> [What you will do] Put the entries below into a two-column CSV with the headers "text" and "points". Each entry gets one row, with its text and its answer in separate quoted fields and any line breaks turned into spaces, and the pictures are left out.

> [Coordinate labeling data]
<<<<

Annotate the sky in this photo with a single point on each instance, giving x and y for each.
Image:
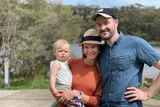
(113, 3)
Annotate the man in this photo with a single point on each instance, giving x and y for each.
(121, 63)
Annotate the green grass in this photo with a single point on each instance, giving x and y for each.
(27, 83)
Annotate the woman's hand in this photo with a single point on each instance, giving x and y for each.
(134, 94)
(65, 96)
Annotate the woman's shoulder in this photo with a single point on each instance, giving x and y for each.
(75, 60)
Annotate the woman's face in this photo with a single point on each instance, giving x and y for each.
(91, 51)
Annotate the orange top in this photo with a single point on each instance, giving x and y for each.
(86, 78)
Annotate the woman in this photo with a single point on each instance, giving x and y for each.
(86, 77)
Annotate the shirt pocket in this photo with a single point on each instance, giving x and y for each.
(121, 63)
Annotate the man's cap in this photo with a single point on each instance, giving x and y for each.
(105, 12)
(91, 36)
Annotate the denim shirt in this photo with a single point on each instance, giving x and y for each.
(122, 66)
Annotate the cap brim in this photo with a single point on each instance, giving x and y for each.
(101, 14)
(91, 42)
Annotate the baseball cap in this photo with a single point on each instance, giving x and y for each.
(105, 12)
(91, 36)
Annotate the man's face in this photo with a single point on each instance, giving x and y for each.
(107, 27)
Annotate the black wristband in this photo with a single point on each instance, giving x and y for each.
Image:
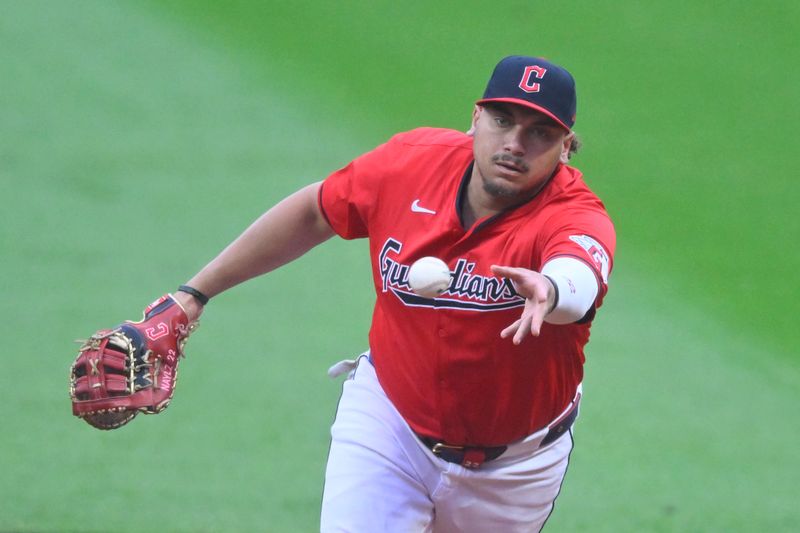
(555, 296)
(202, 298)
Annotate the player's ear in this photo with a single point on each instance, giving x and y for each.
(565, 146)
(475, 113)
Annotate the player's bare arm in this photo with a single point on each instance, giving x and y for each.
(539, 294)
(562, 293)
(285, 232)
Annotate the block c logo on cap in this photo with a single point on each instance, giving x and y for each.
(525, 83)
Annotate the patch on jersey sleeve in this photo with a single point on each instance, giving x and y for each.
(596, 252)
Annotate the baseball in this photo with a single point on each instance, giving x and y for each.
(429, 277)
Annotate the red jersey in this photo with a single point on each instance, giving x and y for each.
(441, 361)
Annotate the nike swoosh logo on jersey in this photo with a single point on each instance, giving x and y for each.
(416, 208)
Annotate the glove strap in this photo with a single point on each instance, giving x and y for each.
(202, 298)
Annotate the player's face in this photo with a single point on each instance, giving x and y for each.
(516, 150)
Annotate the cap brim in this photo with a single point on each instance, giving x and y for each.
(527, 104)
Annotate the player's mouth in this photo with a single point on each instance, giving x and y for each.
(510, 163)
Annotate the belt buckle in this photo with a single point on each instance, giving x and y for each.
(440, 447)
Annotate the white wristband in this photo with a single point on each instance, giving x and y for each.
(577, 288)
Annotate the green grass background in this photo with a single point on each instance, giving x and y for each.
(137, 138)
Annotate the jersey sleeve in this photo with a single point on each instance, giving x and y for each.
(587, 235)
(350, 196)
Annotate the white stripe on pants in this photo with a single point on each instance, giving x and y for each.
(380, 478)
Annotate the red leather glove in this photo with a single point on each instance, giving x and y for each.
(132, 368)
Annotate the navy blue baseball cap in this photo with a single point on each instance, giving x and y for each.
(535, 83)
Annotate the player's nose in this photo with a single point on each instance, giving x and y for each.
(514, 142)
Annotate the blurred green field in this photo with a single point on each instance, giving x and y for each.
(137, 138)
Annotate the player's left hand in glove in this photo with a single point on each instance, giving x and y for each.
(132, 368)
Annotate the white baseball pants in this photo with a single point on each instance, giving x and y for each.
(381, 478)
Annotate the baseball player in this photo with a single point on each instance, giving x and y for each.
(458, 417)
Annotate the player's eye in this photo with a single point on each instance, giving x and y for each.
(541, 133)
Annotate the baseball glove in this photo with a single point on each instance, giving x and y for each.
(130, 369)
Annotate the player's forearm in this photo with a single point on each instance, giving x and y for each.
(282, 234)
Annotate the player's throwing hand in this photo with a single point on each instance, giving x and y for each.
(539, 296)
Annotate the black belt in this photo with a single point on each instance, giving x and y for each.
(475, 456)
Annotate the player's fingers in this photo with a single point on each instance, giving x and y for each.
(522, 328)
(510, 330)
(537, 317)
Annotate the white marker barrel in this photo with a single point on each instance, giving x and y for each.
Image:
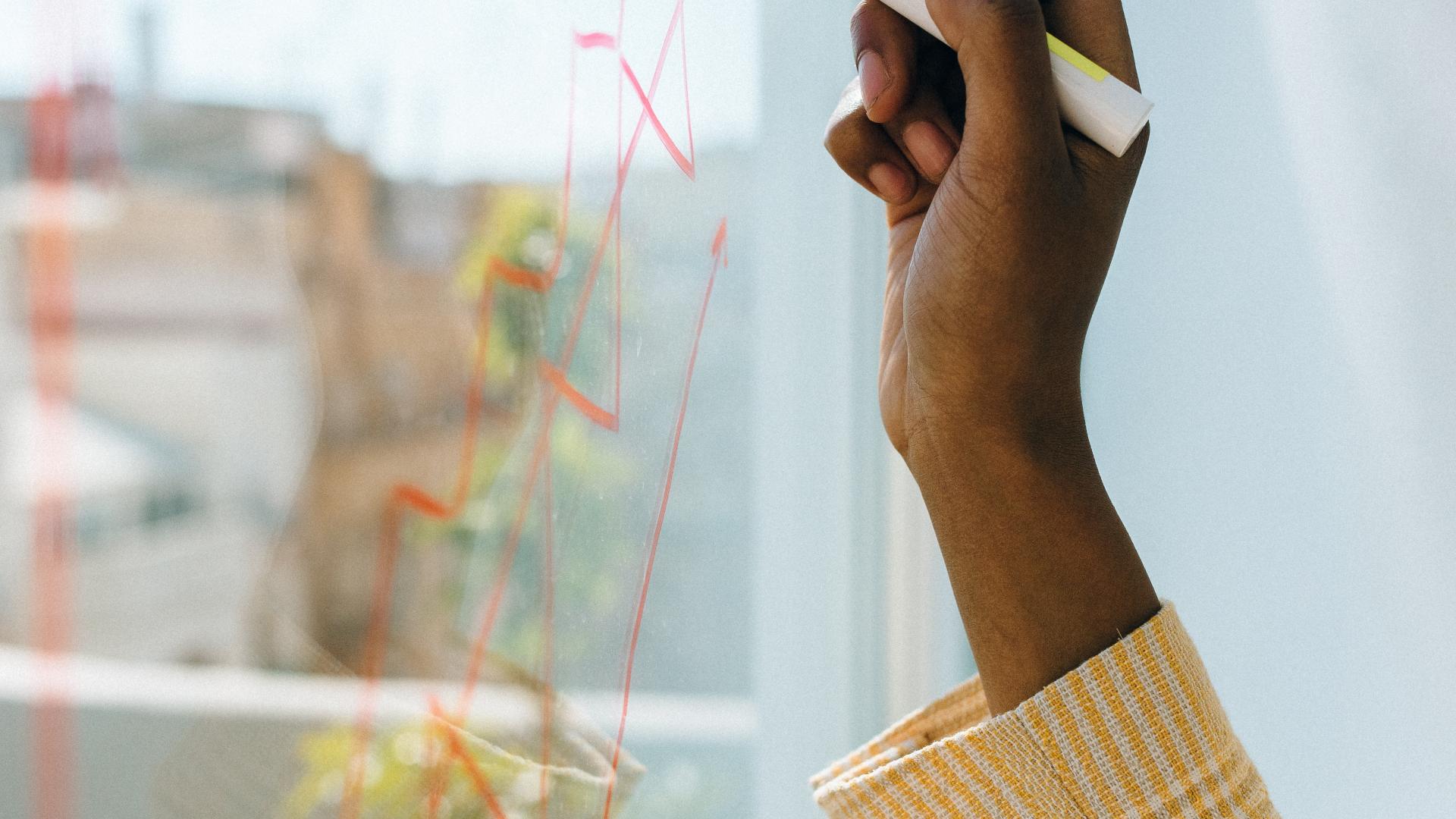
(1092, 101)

>>>>

> [Result of this exercise]
text,points
"Annotate the sky in this photo with a single point on each instance, giving x and y for each. Image:","(113, 3)"
"Annotate the man in this photo with a single point on each instance, giving x and y for each.","(121, 63)"
"Annotate the green grass in this photo with a single point on each instance, giving x and y for each.","(27, 83)"
"Annotate the woman's hand in this photo with a single point on each instance, giving x and y for each.","(134, 94) (65, 96)"
"Annotate the woman's shoulder in this photo with a single point on each instance, giving x and y for each.","(75, 60)"
"Annotate the woman's face in this photo with a single point on each instance, giving x and y for each.","(91, 51)"
"Annotate the orange top in this photo with a single point on each instance, giving x and y for each.","(86, 78)"
"Annotate the woman in this photo with a single point on each instance, giving x and y for each.","(86, 77)"
"Annotate the shirt pocket in this photo with a single point on each instance, giving x and y for each.","(121, 63)"
"Annotate the man's cap in this photo with a single point on each instance, giving x and y for each.","(105, 12) (91, 36)"
"Annotate the denim shirt in this photo with a single point on each instance, giving x and y for each.","(122, 66)"
"Annotate the cap brim in this photo with a single point on each instance, giving x and y for each.","(101, 14) (91, 42)"
"Annotate the baseball cap in this photo with a single point on each instance, giving x and y for each.","(105, 12) (91, 36)"
"Annotate the man's face in this photo with a single point on each instance, giving x and y for each.","(107, 27)"
"Annotate the black wristband in this photo with a single point on each instance, giving x and y for each. Image:","(555, 296) (202, 298)"
"Annotate the player's ear in this photo with a single point on each instance, giving x and y for each.","(565, 146) (475, 113)"
"Annotate the player's bare arm in this photo with a single point on each instance, giving x and y for each.","(539, 294) (562, 293) (285, 232)"
"Annotate the block c logo on cap in this photo with a single point on each instance, giving x and y for each.","(525, 83)"
"Annotate the patch on jersey sleeve in this photo with a single point on each instance, giving x and y for each.","(596, 252)"
"Annotate the baseball in this photo with a single point on each instance, giving x and y for each.","(429, 277)"
"Annotate the red jersey in this photo with a single point on each instance, giving x and y for each.","(441, 361)"
"Annotate the nike swoosh logo on jersey in this photo with a single point on each instance, giving x and y for each.","(416, 208)"
"Annotate the glove strap in this photo with a single point on each instance, giving x and y for each.","(202, 298)"
"Annotate the player's face in this photo with a single point on each instance, giving x and y for each.","(516, 150)"
"Annotate the cap brim in this photo with a single point on each instance, giving x and y for each.","(527, 104)"
"Annotate the player's mouth in this photo with a single point on each instance, giving x and y for each.","(510, 163)"
"Annotate the belt buckle in this photo with a single point on each instance, giving x and y for each.","(440, 447)"
"Annotate the white wristband in this photo with a single point on each instance, giving x and y for each.","(577, 288)"
"Annotate the green grass background in this photo with a single point on each instance, giving x and y for each.","(137, 138)"
"Annotate the jersey sleeve in this photo with a single point on each instance, giving x and y for each.","(587, 235) (350, 196)"
"Annotate the white stripe on pants in this photo with a single point on each instance, giving x and y for each.","(380, 478)"
"Annotate the red leather glove in this photo with a single point on each instance, giving x and y for each.","(132, 368)"
"Annotate the navy blue baseball cap in this photo with a single point on each instance, giving x and y for each.","(535, 83)"
"Annotate the player's nose in this photo with a single point on each instance, giving x and y for each.","(514, 142)"
"Annotate the blurred green field in this photo with a single point on each instance, giving x and y for each.","(137, 138)"
"Annotate the player's left hand in glove in this photo with a single point on each instance, giving x and y for each.","(132, 368)"
"Annotate the white baseball pants in this photo with a single point on each instance, giving x and y for each.","(381, 478)"
"Annotate the baseball player in this photo with a single point on each instance, giving x and y for each.","(458, 417)"
"Annotate the player's eye in this photo with a single point on each instance, giving x and y for each.","(541, 133)"
"Annotate the baseball glove in this photo with a single point on each instance, giving x and y for each.","(130, 369)"
"Annotate the player's forearm in this photo with a single point on each instance, giving x and y for each.","(282, 234)"
"Annotate the player's throwing hand in this photo with a single point on each instance, giving x and y for each.","(539, 296)"
"Annotate the black belt in this photo with a single point on each instance, giving x and y for each.","(475, 456)"
"Annotate the player's fingers in this photo with a single point on each instance, giving x and y for each.","(522, 328) (510, 330) (537, 317)"
"Annotate the white marker barrel in this photo with a single point on each instance, giving x and y for each. Image:","(1092, 101)"